§ DATASET ROWS:
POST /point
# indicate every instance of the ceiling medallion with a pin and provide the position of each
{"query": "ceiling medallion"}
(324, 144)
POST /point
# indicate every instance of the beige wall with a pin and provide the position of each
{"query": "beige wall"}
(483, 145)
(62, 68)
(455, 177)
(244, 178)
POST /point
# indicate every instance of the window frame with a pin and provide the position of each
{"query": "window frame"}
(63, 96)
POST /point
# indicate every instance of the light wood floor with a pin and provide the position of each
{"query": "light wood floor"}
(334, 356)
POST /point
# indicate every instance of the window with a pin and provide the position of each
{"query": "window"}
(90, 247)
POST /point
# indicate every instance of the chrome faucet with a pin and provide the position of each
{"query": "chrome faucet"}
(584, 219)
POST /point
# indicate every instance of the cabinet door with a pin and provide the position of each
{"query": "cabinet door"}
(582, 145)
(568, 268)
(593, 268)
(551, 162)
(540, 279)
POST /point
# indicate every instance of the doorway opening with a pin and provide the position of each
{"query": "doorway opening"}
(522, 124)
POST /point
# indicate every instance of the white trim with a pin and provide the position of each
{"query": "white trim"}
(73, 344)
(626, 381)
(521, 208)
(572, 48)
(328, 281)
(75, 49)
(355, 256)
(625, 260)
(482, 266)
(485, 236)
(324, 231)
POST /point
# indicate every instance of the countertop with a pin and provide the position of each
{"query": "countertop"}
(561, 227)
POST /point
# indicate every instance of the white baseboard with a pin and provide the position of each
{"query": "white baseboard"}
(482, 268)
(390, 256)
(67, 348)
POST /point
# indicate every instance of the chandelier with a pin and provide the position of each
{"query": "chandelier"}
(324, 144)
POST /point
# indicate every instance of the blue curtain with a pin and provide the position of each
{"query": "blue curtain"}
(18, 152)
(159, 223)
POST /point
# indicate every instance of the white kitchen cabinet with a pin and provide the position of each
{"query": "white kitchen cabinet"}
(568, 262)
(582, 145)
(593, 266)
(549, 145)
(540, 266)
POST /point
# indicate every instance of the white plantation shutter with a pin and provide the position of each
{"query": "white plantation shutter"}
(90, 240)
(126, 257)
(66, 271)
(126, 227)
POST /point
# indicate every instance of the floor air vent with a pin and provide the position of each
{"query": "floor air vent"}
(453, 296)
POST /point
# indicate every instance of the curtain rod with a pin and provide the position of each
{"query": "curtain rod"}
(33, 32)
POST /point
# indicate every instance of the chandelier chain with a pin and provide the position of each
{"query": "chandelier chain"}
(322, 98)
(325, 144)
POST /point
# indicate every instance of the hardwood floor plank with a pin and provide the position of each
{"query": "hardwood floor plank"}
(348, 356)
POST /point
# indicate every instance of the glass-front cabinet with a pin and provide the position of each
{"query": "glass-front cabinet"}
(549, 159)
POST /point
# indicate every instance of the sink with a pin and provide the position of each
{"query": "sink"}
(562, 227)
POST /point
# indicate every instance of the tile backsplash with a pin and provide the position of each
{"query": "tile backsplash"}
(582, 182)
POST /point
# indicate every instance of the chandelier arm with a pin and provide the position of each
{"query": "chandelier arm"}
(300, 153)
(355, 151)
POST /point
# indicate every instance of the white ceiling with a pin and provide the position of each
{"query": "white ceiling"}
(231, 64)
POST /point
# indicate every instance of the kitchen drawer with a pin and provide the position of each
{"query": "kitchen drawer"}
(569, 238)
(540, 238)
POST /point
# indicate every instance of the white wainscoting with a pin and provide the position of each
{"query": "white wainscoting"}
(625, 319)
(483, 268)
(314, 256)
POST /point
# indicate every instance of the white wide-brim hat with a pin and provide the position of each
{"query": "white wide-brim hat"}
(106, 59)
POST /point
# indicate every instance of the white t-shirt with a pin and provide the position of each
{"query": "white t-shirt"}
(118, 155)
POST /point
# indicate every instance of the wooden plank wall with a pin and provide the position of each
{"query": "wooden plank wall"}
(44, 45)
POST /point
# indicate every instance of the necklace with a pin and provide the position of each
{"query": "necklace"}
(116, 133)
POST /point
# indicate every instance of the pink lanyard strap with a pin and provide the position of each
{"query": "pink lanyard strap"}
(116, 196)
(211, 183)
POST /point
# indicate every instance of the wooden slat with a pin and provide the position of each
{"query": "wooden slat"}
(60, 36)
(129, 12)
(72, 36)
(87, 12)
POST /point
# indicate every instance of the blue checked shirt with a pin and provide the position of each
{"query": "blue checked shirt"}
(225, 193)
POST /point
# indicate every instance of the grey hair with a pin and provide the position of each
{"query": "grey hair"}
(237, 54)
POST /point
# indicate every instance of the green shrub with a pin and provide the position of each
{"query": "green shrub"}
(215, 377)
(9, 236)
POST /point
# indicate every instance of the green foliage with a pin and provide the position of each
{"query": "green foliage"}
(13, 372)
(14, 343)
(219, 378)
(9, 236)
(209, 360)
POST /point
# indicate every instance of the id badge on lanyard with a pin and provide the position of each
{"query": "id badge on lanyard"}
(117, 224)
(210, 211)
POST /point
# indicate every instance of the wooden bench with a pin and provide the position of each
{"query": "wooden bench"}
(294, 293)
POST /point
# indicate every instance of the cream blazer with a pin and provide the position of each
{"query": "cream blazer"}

§ TASK PROMPT: Every entry needs to be retyped exactly.

§ TASK ANSWER:
POST /point
# indicate every instance of the ceiling medallion with a pin and provide the position of each
{"query": "ceiling medallion"}
(324, 144)
POST /point
# indicate every instance of the beige wall with a pin and provide the position of each
{"query": "beige wall"}
(483, 145)
(62, 68)
(455, 177)
(244, 178)
POST /point
# indicate every instance of the window frame with a pin and provide the position of each
{"query": "window frame"}
(63, 96)
POST /point
# indicate every instance of the light wood floor with a pin and provide the position of each
{"query": "light wood floor"}
(334, 356)
POST /point
# indicate every instance of the window with a pin and provide the position of each
{"query": "window"}
(90, 247)
POST /point
# indicate every instance of the chrome faucet with a pin and provide the position of each
{"query": "chrome faucet"}
(584, 219)
POST /point
# indicate every instance of the cabinet door with a pin and provide the position of each
{"query": "cabinet door"}
(582, 145)
(568, 268)
(593, 268)
(551, 162)
(540, 279)
POST /point
# indicate every instance of the doorway opening with a pin and provide the position of each
{"query": "doorway opening"}
(522, 124)
POST /point
# indicate every instance of the white trim with a pin and provide the position of each
{"query": "white trim"}
(73, 344)
(626, 381)
(521, 208)
(572, 48)
(328, 281)
(75, 49)
(355, 256)
(625, 260)
(482, 266)
(485, 236)
(324, 231)
POST /point
# indicate every instance of the countertop with a pin and provide the position of each
{"query": "countertop"}
(561, 227)
POST /point
# indicate every instance of the white baseboard with a pin and provide the position of each
{"query": "white baseboard"}
(482, 268)
(390, 256)
(67, 348)
POST /point
# indicate every instance of the chandelier with a pin and provide the position of each
{"query": "chandelier"}
(324, 144)
POST /point
# indicate every instance of the blue curtain with a pin and provide the position of each
{"query": "blue curtain"}
(18, 152)
(159, 223)
POST /point
# indicate every instance of the white kitchen cabinet with a pin and provide the position of each
{"query": "white kitchen cabinet"}
(568, 262)
(582, 145)
(593, 266)
(549, 145)
(540, 266)
POST /point
# indicate every instance of the white plantation shutter with a pin and provide the position of each
{"query": "white plantation shutter"}
(90, 240)
(126, 257)
(66, 271)
(126, 227)
POST /point
# indicate every instance of the floor air vent with a pin and provide the position of each
{"query": "floor air vent"}
(453, 296)
POST /point
# indicate every instance of the curtain rod with a pin and provide the position of each
{"query": "curtain rod"}
(33, 32)
POST /point
# indicate every instance of the chandelier chain with a pin and provide the position of each
{"query": "chandelier chain"}
(322, 98)
(325, 144)
POST /point
# indicate every instance of the hardwood floor plank with a pin and provide the position of each
{"query": "hardwood floor plank"}
(348, 356)
POST /point
# indicate every instance of the glass-front cabinet with a pin and provide the position of each
{"query": "glass-front cabinet"}
(549, 159)
POST /point
# indicate every instance of the sink with a pin and provide the position of each
{"query": "sink"}
(562, 227)
POST /point
# indicate every instance of the tile backsplash with a pin and provide the position of each
{"query": "tile backsplash"}
(582, 182)
POST /point
# indicate every instance of the chandelier arm with a pin and provide the position of each
{"query": "chandelier arm"}
(300, 153)
(355, 151)
POST /point
# indicate every instance of the white ceiling with a pin and provide the position of each
{"query": "white ceiling"}
(231, 64)
POST /point
# indicate every instance of the kitchen drawer with a pin and provide the position of each
{"query": "kitchen drawer"}
(569, 238)
(540, 238)
POST /point
# indicate every instance of the white wainscoting with a pin and provide the position of each
{"query": "white wainscoting"}
(625, 319)
(483, 268)
(314, 256)
POST /point
# indicate every instance of the white wide-brim hat with a pin and provide the position of each
{"query": "white wide-brim hat"}
(106, 59)
POST /point
# indicate every instance of the white t-shirt with a pin and provide the position of each
{"query": "white t-shirt"}
(118, 155)
POST /point
# indicate every instance of the wooden plank wall with a pin and provide the position of each
{"query": "wooden plank wall"}
(44, 45)
POST /point
# indicate every instance of the necklace with a pin and provide the position of each
{"query": "necklace"}
(116, 133)
POST /point
# indicate every instance of the pink lanyard strap with a pin and provide the position of each
{"query": "pink lanyard strap"}
(116, 196)
(211, 183)
POST /point
# indicate every instance of the wooden slat with a pin and provide the position of each
{"query": "wooden slat"}
(60, 36)
(129, 12)
(72, 36)
(87, 12)
POST /point
# indicate every instance of the blue checked shirt with a pin and provide the position of each
{"query": "blue checked shirt"}
(225, 193)
POST /point
# indicate every instance of the grey hair with a pin and provide the position of each
{"query": "grey hair"}
(237, 54)
POST /point
# indicate every instance of the green shrub with a pin and provide the position of each
{"query": "green shrub"}
(215, 377)
(9, 236)
POST /point
# indicate every instance of the green foliage with a pin and provide the position of each
{"query": "green foliage"}
(13, 372)
(14, 343)
(219, 378)
(9, 236)
(209, 360)
POST /point
# indicate every instance of the id badge on lanyard with a pin and provide the position of each
{"query": "id badge on lanyard"}
(117, 224)
(210, 211)
POST /point
# indicate every instance of the wooden bench with a pin and provide the position of each
{"query": "wooden bench"}
(294, 293)
POST /point
# indicate every instance of the cream blazer with a pin and provide the position of each
{"query": "cream blazer"}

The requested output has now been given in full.